Could you put every line of the rows, from the line containing "Find the metal" through the end of the rows, into a Markdown table with the columns No. and Text, numbering each line and leaving out blank lines and pictures?
Begin MATERIAL FOR THE TASK
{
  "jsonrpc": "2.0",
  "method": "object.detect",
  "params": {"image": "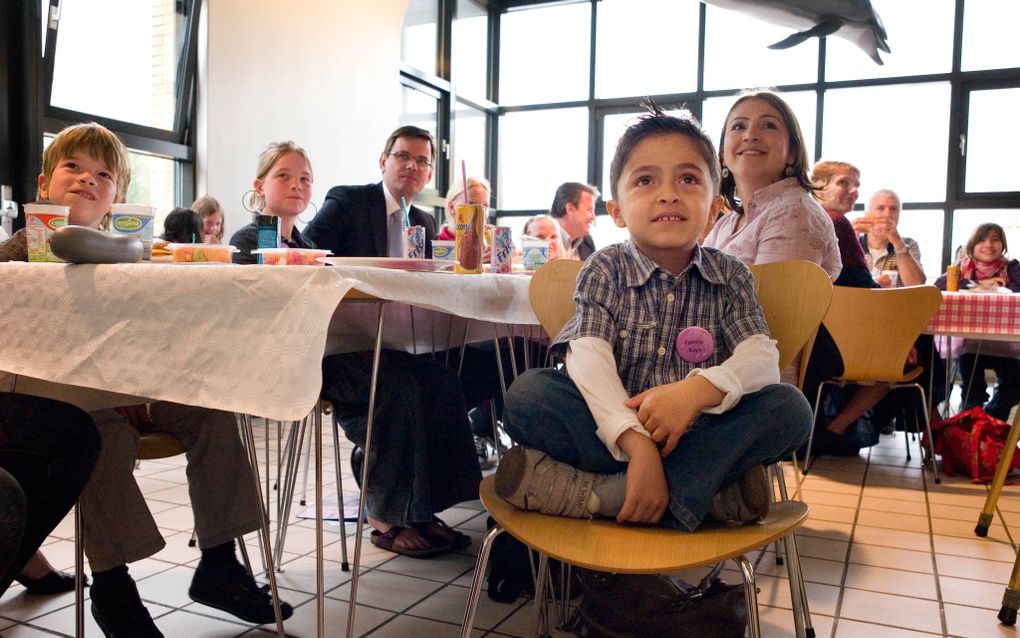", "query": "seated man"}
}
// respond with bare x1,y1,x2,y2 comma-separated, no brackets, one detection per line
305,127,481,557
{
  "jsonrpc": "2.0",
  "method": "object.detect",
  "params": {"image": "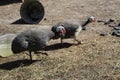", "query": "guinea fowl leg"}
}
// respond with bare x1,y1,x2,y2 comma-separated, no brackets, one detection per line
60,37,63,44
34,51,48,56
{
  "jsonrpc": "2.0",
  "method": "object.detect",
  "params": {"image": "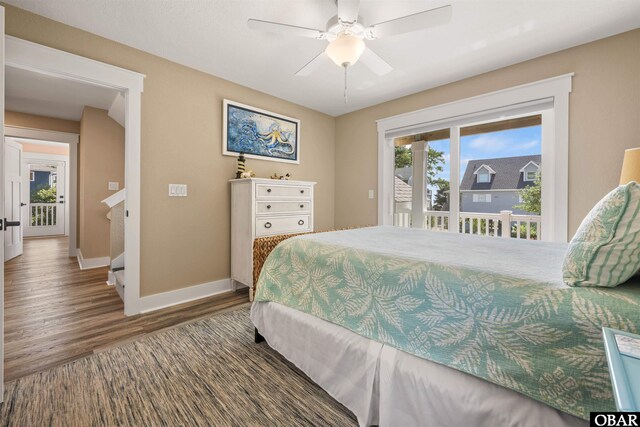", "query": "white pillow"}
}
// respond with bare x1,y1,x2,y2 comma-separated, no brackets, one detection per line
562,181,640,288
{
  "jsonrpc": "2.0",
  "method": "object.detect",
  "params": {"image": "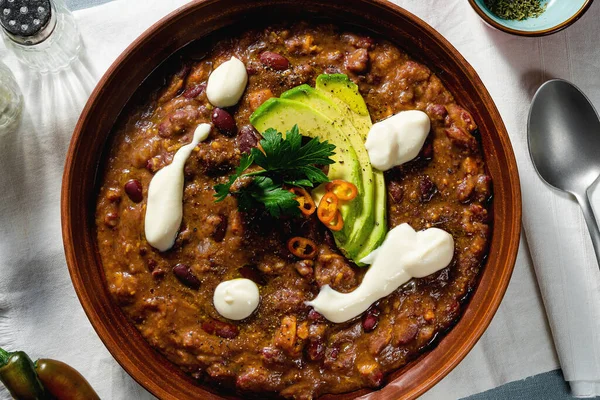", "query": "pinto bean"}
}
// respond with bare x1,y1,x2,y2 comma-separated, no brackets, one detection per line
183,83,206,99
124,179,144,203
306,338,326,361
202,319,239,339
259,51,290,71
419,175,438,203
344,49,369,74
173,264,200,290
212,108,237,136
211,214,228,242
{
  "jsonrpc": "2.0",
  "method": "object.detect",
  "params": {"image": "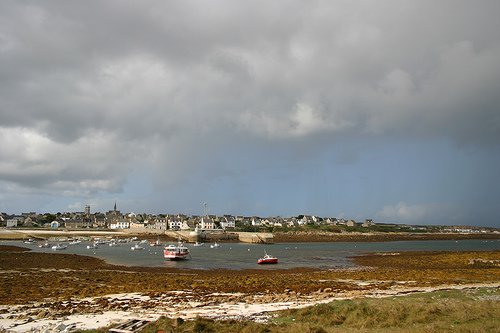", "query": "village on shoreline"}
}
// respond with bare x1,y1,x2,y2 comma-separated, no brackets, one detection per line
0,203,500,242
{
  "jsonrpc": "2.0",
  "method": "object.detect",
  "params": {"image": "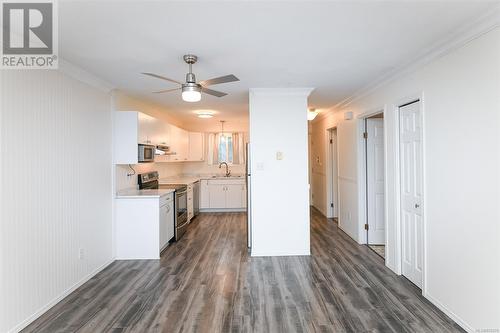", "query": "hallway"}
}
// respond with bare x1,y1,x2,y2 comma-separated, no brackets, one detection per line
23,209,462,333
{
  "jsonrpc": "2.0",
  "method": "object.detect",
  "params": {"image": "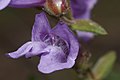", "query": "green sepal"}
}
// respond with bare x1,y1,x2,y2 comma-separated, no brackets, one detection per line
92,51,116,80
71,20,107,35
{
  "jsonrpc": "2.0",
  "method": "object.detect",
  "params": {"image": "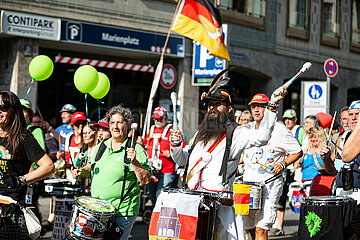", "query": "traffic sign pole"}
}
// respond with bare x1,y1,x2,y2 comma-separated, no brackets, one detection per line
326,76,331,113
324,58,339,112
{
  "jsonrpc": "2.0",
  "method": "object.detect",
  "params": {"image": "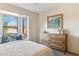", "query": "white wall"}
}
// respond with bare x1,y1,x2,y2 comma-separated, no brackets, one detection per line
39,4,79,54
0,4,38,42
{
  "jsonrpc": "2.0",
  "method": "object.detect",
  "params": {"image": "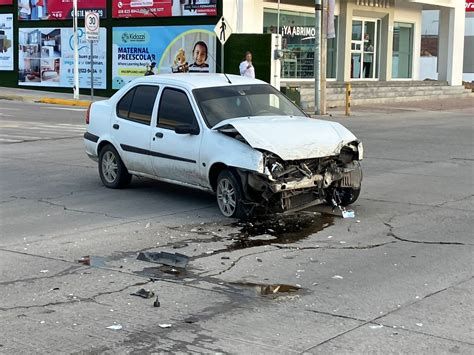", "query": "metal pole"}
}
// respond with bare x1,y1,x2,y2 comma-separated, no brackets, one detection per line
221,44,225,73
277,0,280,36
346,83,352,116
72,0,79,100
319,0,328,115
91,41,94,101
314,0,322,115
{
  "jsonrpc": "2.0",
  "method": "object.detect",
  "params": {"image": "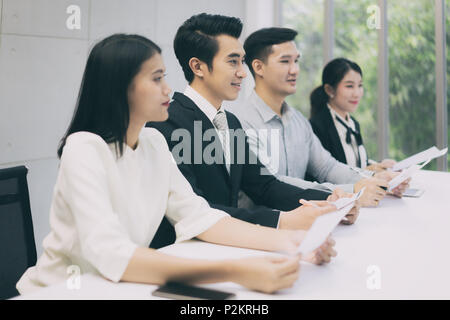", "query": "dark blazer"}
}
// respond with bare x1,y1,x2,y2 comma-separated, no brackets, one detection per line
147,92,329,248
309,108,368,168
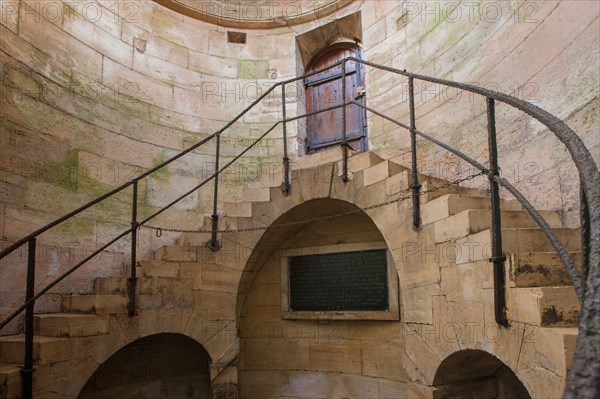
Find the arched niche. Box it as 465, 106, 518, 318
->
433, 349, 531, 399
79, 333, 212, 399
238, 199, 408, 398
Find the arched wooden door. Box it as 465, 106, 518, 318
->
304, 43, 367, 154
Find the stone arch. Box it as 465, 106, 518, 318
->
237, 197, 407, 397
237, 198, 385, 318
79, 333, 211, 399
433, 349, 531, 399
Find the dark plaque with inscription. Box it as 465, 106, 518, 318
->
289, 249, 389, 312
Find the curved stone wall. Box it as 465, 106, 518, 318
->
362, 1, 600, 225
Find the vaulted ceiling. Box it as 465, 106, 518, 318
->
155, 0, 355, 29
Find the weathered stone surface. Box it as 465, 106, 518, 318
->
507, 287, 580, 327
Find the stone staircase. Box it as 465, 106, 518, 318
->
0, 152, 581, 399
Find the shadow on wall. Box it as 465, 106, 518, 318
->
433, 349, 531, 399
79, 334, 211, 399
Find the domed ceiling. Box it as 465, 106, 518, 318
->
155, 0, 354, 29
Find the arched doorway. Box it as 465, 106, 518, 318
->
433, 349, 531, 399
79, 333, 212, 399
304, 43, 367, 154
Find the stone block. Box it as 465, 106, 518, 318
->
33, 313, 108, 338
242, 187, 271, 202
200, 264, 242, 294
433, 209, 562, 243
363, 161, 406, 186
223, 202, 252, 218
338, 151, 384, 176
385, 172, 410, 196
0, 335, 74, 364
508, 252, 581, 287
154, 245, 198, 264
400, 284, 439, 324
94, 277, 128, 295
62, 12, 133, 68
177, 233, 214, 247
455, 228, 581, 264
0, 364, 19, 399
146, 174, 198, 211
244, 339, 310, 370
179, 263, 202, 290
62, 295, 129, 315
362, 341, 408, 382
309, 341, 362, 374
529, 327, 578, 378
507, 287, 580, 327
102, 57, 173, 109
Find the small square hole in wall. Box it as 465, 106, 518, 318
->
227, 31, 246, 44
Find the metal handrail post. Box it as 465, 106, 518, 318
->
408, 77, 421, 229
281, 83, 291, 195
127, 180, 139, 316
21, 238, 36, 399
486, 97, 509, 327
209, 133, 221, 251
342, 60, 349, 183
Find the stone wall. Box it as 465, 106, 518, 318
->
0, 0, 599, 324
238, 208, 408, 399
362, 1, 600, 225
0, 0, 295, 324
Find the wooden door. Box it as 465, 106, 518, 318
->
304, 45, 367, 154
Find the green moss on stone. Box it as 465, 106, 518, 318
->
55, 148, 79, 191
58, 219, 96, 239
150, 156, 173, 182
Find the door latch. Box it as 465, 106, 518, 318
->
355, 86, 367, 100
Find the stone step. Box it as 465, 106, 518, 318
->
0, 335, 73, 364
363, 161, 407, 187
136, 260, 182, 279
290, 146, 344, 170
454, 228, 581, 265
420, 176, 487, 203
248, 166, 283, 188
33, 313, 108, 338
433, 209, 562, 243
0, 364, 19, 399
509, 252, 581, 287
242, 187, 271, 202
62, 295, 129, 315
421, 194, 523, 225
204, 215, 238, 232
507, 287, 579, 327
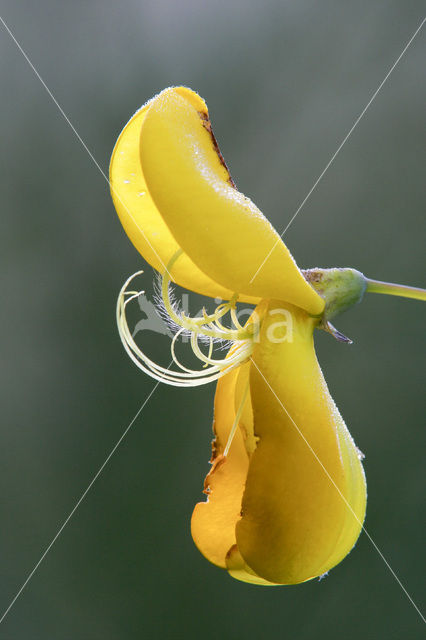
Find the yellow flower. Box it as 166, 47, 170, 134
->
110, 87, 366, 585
End MATERIAL FOR THE TASK
• COMPLETED TASK:
| No. | Text |
|---|---|
| 1 | Find the metal handrail post. Box it as 465, 106, 518, 318 |
| 2 | -> |
| 3 | 408, 77, 421, 229 |
| 4 | 281, 83, 291, 195 |
| 5 | 127, 180, 139, 316 |
| 6 | 21, 238, 36, 399 |
| 7 | 486, 97, 509, 327 |
| 8 | 209, 133, 221, 251 |
| 9 | 342, 60, 349, 183 |
| 10 | Find the stone wall. Box it as 465, 106, 518, 318 |
| 11 | -> |
| 12 | 0, 0, 599, 324 |
| 13 | 238, 208, 408, 399 |
| 14 | 362, 1, 600, 225 |
| 15 | 0, 0, 295, 324 |
| 16 | Find the wooden door. Box it as 465, 106, 518, 318 |
| 17 | -> |
| 18 | 304, 45, 367, 154 |
| 19 | Find the green moss on stone. Box it as 465, 106, 518, 318 |
| 20 | -> |
| 21 | 55, 148, 79, 191 |
| 22 | 58, 219, 96, 239 |
| 23 | 150, 156, 173, 182 |
| 24 | Find the door latch. Box it as 465, 106, 518, 318 |
| 25 | -> |
| 26 | 355, 86, 367, 100 |
| 27 | Find the stone step. Box it as 465, 106, 518, 318 |
| 28 | -> |
| 29 | 0, 335, 73, 364 |
| 30 | 363, 161, 407, 187 |
| 31 | 136, 260, 182, 279 |
| 32 | 290, 146, 344, 170 |
| 33 | 454, 228, 581, 265 |
| 34 | 420, 176, 487, 203 |
| 35 | 248, 166, 283, 188 |
| 36 | 33, 313, 108, 338 |
| 37 | 433, 209, 562, 243 |
| 38 | 0, 364, 19, 399 |
| 39 | 509, 252, 581, 287 |
| 40 | 242, 187, 271, 202 |
| 41 | 62, 295, 129, 315 |
| 42 | 421, 194, 523, 225 |
| 43 | 204, 215, 238, 232 |
| 44 | 507, 287, 579, 327 |
| 45 | Find the yellow flower. Box it as 166, 47, 170, 134 |
| 46 | -> |
| 47 | 110, 87, 366, 585 |